* _待办事项_
**A.** 在这段 TikZ 代码文本中,“编辑 2”修复了什么问题?
**B.** 请列出这段 TikZ 代码文本通过 \usetikzlibrary 加载的全部库。
**C.** 请从这段 TikZ 代码文本结束之处续写下去。
── 选定文本 ──
编辑:使用在任意平面定义的坐标系添加 H 和 M 点的计算(参见第 40.2 节pgf 手册v3.1) 和垂直线相交(参见 13.3.1 节):
编辑 2:修复旋转 XY 平面中的一个错误
\documentclass[tikz, border=5pt]{standalone}
\usepackage{tikz}
\usetikzlibrary{3d}
\usetikzlibrary{calc}
\usetikzlibrary{angles}
\tikzset{
axis/.style = {color = blue,very thin,->,},
% Set the axonometric 3d view that you prefer setting x, y, z unit vectors
x={(-135:0.8cm)},
y={(0:1cm)},
z={(90:1cm)},
}
\begin{document}
\begin{tikzpicture}
% -- add these 3 lines if axis is preferred
%\draw[axis] (0, 0, 0) -- (5, 0, 0) node [right] {$X$};
%\draw[axis] (0, 0, 0) -- (0, 5, 0) node [above] {$Y$};
%\draw[axis] (0, 0, 0) -- (0, 0, 5) node [above] {$Z$};
% define points
\path
(0,0,0) coordinate (d1)
───
── 提供资料 ──
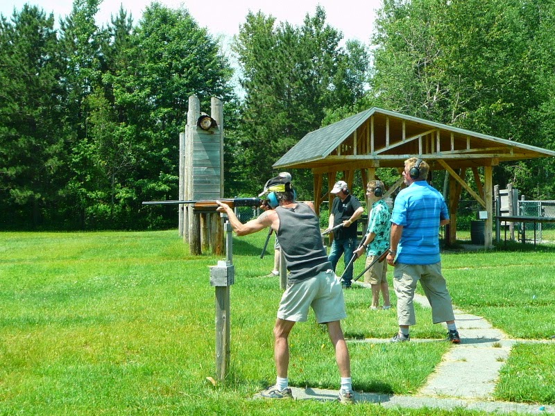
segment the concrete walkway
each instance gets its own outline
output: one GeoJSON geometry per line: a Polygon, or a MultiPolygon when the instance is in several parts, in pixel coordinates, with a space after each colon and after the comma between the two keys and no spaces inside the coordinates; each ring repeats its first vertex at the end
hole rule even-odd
───
* _逐项回答_
**A.** 修复了旋转 XY 平面中的一个错误。

**B.** 3d、calc、angles

**C.**
(4,0,0) coordinate (d2)
(4,4,0) coordinate (d3)
(0,4,0) coordinate (d4)
(3,2,0) coordinate[label=left:$A$] (A) node [circle, fill=black, inner sep=1.5pt] {}
(1,3,0) coordinate[label=right:$B$] (B) node [circle, fill=black, inner sep=1.5pt] {}
(1,1,0) coordinate[label=below:$K$] (K) node [circle, fill=black, inner sep=1.5pt] {}
;
\draw (d1) -- (d2) -- (d3) -- (d4) -- cycle;
\draw (A) -- (B);
% common angle
\pic [draw=blue, pic text={$\beta$} ] {angle = d3--d2--d1};
% Finding H.
% The XY plane is rotated to adjust the X-axis to the A-B line.
\draw[canvas is xy plane at z=0] ($ (A)!1!90:(B) $) coordinate (Bp);
\draw[
plane origin = { (A) },
plane x = { (B) },
plane y = { (Bp) },
canvas is plane,
red
]
(A -| K) coordinate[label=below:$H$] (H) node [circle, fill, inner sep=1.5pt] {}
;
% Finding M.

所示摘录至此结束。